§ **Exercise aim**
Reproduce word for word the passage of the huge tmpfs cover letter below, starting at the words "Kirill A. Shutemov" and stopping after "usable by split_huge_page()".

§ **Excerpted passage**
* * *
[PATCHv2 00/28] huge tmpfs implementation using compound pages

[Date Prev][Date Next][Thread Prev][Thread Next][Date Index][Thread Index]

 



Here is my implementation of huge pages support in tmpfs/shmem. It's more
or less complete. I'm comfortable enough with this to run my workstation.

And it hasn't crashed so far. :)

The main difference with Hugh's approach[1] is that I continue with
compound pages, where Hugh invents new way couple pages: team pages.
I believe THP refcounting rework made team pages unnecessary: compound
page are flexible enough to serve needs of page cache.

Many ideas and some patches were stolen from Hugh's patchset. Having this
patchset around was very helpful.

I will continue with code validation. I would expect mlock require some
more attention.

Please, review and test the code.

Git tree:

git://git.kernel.org/pub/scm/linux/kernel/git/kas/linux.git hugetmpfs/v2

== Patchset overview ==

[01/28]
	I've posted the patch last night. I stepped on the bug during my
	testing of huge tmpfs, but I think DAX has the same problem, so it
	should be applied now.

[02-05/28]
	These patches also where posted separately. They simplify
	split_huge_page() code with speed trade off. I'm not sure if they
	should go upstream, but they make my life easier for now.
	Patches were slightly adjust to handle file pages too.

[06-11/28]
	Rework fault path and rmap to handle file pmd. Unlike DAX with
	vm_ops->pmd_fault, we don't need to ask filesystem twice -- first
	for huge page and then for small. If ->fault happend to return
	huge page and VMA is suitable for mapping it as huge, we would do
	so.

[12-20/28]
	Various preparation of THP core for file pages.

[21-25/28]
	Various preparation of MM core for file pages.

[26-28/28]
	And finally, bring huge pages into tmpfs/shmem.
	Two of three patches came from Hugh's patchset. :)

[1] http://lkml.kernel.org/g/alpine.LSU.2.11.1502201941340.14414@eggly.anvils

Hugh Dickins (2):
  shmem: prepare huge=N mount option and /proc/sys/vm/shmem_huge
  shmem: get_unmapped_area align huge page

Kirill A. Shutemov (26):
  thp, dax: do not try to withdraw pgtable from non-anon VMA
  rmap: introduce rmap_walk_locked()
  rmap: extend try_to_unmap() to be usable by split_huge_page()
  mm: make remove_migration_ptes() beyond mm/migration.c
  thp: rewrite freeze_page()/unfreeze_page() with generic rmap walkers
  mm: do not pass mm_struct into handle_mm_fault
  mm: introduce fault_env
  mm: postpone page table allocation until do_set_pte()
* * *
§ **Listed entries**
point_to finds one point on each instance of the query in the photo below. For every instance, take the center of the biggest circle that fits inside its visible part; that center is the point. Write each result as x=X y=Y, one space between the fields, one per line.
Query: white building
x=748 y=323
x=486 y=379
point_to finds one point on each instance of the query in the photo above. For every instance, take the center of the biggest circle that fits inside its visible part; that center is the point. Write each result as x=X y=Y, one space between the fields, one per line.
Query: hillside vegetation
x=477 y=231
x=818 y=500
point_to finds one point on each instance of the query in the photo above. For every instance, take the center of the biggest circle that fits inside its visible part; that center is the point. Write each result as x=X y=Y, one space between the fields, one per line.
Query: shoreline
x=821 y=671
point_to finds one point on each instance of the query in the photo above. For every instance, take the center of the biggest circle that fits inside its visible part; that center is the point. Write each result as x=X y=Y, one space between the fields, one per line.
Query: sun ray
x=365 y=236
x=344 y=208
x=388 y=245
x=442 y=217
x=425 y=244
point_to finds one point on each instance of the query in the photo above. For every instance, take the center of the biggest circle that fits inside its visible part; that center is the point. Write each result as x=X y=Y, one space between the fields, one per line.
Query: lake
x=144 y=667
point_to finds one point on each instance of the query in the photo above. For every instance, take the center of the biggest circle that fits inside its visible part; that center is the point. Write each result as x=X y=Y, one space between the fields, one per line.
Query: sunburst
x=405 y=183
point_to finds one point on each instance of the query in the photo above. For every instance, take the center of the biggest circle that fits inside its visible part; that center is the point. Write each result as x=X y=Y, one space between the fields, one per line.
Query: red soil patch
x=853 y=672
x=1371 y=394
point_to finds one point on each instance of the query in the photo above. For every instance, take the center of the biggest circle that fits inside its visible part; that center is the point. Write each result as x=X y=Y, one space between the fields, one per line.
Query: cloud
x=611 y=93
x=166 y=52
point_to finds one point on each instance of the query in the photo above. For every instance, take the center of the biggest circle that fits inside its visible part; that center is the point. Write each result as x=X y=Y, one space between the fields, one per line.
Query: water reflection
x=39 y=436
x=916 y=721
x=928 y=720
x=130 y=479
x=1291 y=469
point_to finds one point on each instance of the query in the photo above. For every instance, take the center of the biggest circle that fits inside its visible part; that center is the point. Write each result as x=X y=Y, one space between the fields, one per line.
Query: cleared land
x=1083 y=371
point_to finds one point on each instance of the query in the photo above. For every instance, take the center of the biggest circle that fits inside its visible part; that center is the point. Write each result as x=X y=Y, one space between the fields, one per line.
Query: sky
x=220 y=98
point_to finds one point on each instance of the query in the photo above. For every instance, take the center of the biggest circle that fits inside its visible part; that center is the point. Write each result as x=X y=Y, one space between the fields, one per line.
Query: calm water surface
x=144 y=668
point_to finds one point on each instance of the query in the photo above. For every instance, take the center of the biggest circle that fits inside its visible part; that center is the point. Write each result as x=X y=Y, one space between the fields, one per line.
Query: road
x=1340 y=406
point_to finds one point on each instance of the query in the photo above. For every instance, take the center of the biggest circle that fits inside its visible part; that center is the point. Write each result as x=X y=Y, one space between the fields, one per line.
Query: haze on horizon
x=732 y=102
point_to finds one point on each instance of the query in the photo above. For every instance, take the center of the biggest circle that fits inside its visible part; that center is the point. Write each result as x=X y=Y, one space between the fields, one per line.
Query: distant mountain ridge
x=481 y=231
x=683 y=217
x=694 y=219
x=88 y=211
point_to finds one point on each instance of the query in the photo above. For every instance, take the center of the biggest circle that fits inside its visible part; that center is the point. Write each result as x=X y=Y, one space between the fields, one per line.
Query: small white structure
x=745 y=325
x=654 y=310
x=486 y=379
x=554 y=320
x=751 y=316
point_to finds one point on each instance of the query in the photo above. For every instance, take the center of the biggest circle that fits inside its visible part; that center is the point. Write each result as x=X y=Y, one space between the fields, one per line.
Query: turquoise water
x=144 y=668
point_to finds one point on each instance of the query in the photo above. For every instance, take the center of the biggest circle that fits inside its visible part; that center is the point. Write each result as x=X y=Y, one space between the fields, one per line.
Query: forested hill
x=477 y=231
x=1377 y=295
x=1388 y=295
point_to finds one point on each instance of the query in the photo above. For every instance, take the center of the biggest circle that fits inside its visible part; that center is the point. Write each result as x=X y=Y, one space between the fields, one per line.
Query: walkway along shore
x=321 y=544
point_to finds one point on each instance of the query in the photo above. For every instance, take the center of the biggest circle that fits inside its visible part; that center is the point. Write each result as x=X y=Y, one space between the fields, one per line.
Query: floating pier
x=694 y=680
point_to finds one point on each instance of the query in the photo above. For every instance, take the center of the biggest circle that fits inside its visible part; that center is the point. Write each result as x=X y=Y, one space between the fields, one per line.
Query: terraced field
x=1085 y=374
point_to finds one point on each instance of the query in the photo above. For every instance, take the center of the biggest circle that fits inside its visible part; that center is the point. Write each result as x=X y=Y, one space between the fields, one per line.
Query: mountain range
* * *
§ **Exercise output**
Kirill A. Shutemov (26):
  thp, dax: do not try to withdraw pgtable from non-anon VMA
  rmap: introduce rmap_walk_locked()
  rmap: extend try_to_unmap() to be usable by split_huge_page()